__Exercise__
Arrange the entries below as a JSON list of strings, one string per line, with blank lines dropped. Leave the pictures out.

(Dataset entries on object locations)
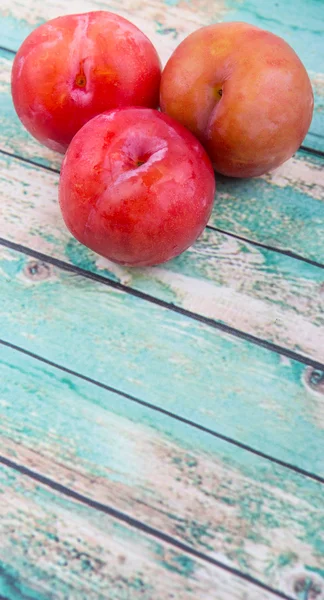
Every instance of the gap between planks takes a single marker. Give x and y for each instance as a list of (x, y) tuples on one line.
[(165, 412), (64, 266), (139, 525), (288, 253)]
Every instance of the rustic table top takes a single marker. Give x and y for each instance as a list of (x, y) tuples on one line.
[(162, 429)]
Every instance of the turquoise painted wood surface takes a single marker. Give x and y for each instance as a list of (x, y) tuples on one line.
[(220, 499), (263, 293), (284, 209), (55, 548), (224, 383), (167, 22)]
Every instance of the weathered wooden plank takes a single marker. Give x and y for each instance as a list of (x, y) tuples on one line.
[(54, 547), (221, 500), (168, 22), (224, 383), (261, 292), (284, 209)]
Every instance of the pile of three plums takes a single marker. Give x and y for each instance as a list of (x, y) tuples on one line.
[(137, 185)]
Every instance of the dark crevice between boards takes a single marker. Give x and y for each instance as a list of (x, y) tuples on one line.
[(282, 251), (165, 412), (139, 525), (248, 337), (288, 253)]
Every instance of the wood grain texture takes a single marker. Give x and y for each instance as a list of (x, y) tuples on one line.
[(168, 22), (56, 548), (226, 384), (284, 209), (239, 508), (266, 294)]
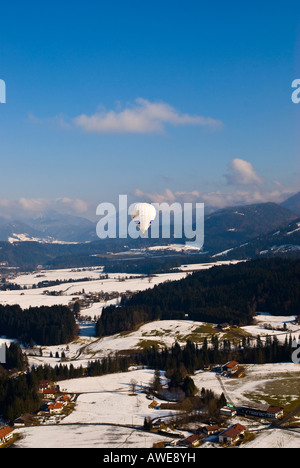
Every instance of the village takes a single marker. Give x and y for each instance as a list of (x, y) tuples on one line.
[(220, 430)]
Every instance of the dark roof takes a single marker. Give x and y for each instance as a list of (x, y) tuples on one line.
[(233, 431)]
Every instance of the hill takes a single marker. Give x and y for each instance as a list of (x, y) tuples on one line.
[(293, 204), (232, 294), (284, 242), (234, 226)]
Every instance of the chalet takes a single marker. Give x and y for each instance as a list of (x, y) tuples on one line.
[(25, 420), (210, 430), (261, 411), (229, 412), (190, 442), (64, 399), (44, 384), (223, 326), (56, 408), (230, 367), (49, 393), (6, 433), (232, 434)]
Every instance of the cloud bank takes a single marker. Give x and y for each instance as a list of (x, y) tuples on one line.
[(142, 117), (243, 186)]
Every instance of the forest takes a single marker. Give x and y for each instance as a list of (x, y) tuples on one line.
[(232, 293), (20, 395), (46, 326)]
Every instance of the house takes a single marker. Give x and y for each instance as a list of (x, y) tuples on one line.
[(226, 411), (49, 393), (64, 399), (56, 408), (6, 433), (190, 442), (212, 429), (223, 326), (25, 420), (231, 367), (44, 384), (232, 434), (261, 411)]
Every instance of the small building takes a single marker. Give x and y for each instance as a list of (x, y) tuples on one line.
[(6, 434), (223, 326), (231, 367), (232, 434), (64, 399), (49, 393), (44, 384), (210, 430), (190, 442), (261, 410), (227, 411), (56, 408)]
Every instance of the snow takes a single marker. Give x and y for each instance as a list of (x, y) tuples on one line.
[(106, 414)]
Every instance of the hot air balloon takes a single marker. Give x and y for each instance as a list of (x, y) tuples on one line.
[(143, 214)]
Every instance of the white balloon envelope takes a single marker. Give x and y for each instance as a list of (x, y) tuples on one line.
[(143, 214)]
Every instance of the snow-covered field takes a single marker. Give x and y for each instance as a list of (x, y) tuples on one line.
[(106, 414)]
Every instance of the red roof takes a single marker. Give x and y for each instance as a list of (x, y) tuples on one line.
[(234, 431), (5, 431), (231, 364)]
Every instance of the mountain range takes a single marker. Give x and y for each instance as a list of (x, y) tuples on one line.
[(224, 228), (56, 240)]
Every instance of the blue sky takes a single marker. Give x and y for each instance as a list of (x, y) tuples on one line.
[(160, 100)]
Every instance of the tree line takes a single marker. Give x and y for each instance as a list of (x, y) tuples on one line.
[(44, 325), (20, 394), (230, 293)]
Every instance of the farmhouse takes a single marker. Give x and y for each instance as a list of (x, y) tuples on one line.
[(227, 411), (55, 408), (49, 393), (6, 433), (261, 411), (232, 434), (212, 429), (230, 367), (190, 442)]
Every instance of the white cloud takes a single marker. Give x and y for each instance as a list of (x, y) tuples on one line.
[(143, 117), (242, 172), (24, 207), (167, 196)]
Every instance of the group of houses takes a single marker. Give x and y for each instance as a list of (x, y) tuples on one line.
[(54, 403), (6, 433), (228, 436)]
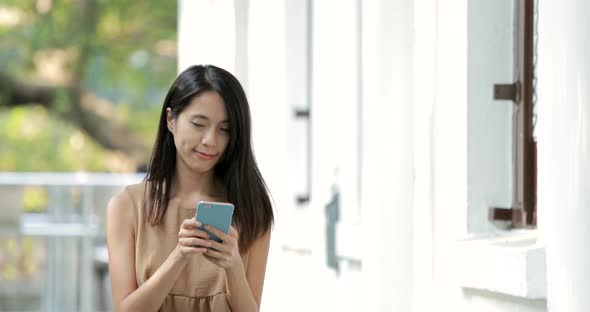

__Response below__
[
  "Every instance of the gap between planks takes a single marker. Give x and y for each instance as a list of (x, y) tuples on one line.",
  "[(165, 412), (64, 266), (139, 525), (288, 253)]",
  "Every instance of the rustic table top takes a single marker. Give x and y for each instance as a list of (x, y) tuples on one line.",
  "[(162, 429)]",
  "Every instance of the turquoise painted wood surface takes a single marker. Give x and y for each instance as a list of (x, y) tuples on one line.",
  "[(220, 499), (263, 293), (284, 209), (55, 548), (224, 383), (167, 22)]",
  "Every instance of the weathered wooden plank takes a single marker. Give x and y for each instance as a list of (x, y) tuples on one line.",
  "[(54, 547), (221, 500), (168, 22), (224, 383), (261, 292), (284, 209)]",
  "Every instance of the pile of three plums takes a single marker. Give x and y for each instance as a list of (x, y) tuples on one line.",
  "[(137, 185)]",
  "Every instance of the dark crevice between boards takes a single marker. Give x and y for each instance as a list of (x, y) tuples on one line.",
  "[(282, 251), (165, 412), (139, 525), (248, 337), (288, 253)]",
  "Every instance of the wood grain texture takes a single marker. Give x and y for each instance as a list of (x, y) tuples on one line.",
  "[(168, 22), (56, 548), (226, 384), (284, 209), (239, 508), (266, 294)]",
  "Every instance of the village takes a single marker. Give x and y for each instance as a list of (x, y) tuples on one line.",
  "[(220, 430)]",
  "Every instance of the dark roof takes a single marker. Give x and y for each instance as a list of (x, y) tuples on one line.",
  "[(233, 431)]",
  "Every instance of the hill takes a single marker. Give x and y for each instance as a list of (x, y) tuples on one line.",
  "[(293, 204), (232, 294), (284, 242), (234, 226)]",
  "Every instance of the chalet takes a single marker. Give x and y for each instance as a list of (x, y) tuples on one line.",
  "[(25, 420), (210, 430), (261, 411), (229, 412), (190, 442), (64, 399), (44, 384), (223, 326), (56, 408), (230, 367), (49, 393), (6, 433), (232, 434)]",
  "Every instance of the cloud bank takes a single marker. Give x and y for each instance as a list of (x, y) tuples on one line.",
  "[(142, 117), (243, 186)]",
  "Every instance of the forest takes a single marker. Give x and y for each instance as a list of (x, y) tuples on one line.",
  "[(232, 293), (20, 395), (46, 326)]",
  "Every instance of the house takes a single marker. Give x and y for each instance as a list of (x, y) tuples on one line.",
  "[(226, 411), (49, 393), (64, 399), (56, 408), (6, 433), (190, 442), (212, 429), (223, 326), (25, 420), (231, 367), (44, 384), (232, 434), (261, 411)]",
  "Every instance of the small building takes a single marker. Give x and y for each instance as a list of (x, y) tuples on one line.",
  "[(6, 434), (223, 326), (231, 367), (232, 434), (64, 399), (49, 393), (44, 384), (210, 430), (190, 442), (261, 410), (227, 411), (56, 408)]",
  "Every instance of the snow takes a single marker. Give x and y for each instance as a list of (x, y) tuples on one line.",
  "[(106, 414)]",
  "Every instance of the hot air balloon takes a single marker. Give x and y for each instance as a list of (x, y) tuples on one line.",
  "[(143, 214)]",
  "Every instance of the white balloon envelope takes a single marker. Give x and y for each instance as a list of (x, y) tuples on one line.",
  "[(143, 214)]",
  "Every instance of the snow-covered field takes a single marker. Give x and y for each instance as a list of (x, y) tuples on one line.",
  "[(106, 414)]",
  "Every instance of the red roof takes a single marker. Give x and y for each instance as a list of (x, y) tuples on one line.",
  "[(234, 431), (5, 431), (231, 364)]",
  "Every instance of the mountain range takes a single marker. Give x and y for each instance as a list of (x, y) tuples on one line.",
  "[(224, 228), (56, 240)]",
  "Every instance of the blue sky takes a single marker. Give x and y for each instance as a list of (x, y) tuples on one line.",
  "[(160, 100)]",
  "Every instance of the tree line takes a single marker. Give x and y for each instance as a list of (x, y) tuples on one line.",
  "[(44, 325), (20, 394), (230, 293)]",
  "Every instance of the farmhouse takes a single marker. Give x and y for each instance as a list of (x, y) tuples on one line.",
  "[(227, 411), (55, 408), (49, 393), (6, 433), (261, 411), (232, 434), (212, 429), (230, 367), (190, 442)]",
  "Every instance of the white cloud takes a single marker. Give x and y for each instance as a list of (x, y) tuples on one line.",
  "[(143, 117), (242, 172), (24, 207), (167, 196)]",
  "Every instance of the group of houses takes a single marker. Give x and y for each instance as a list of (x, y) tuples on one line.",
  "[(54, 403), (6, 433), (228, 436)]"
]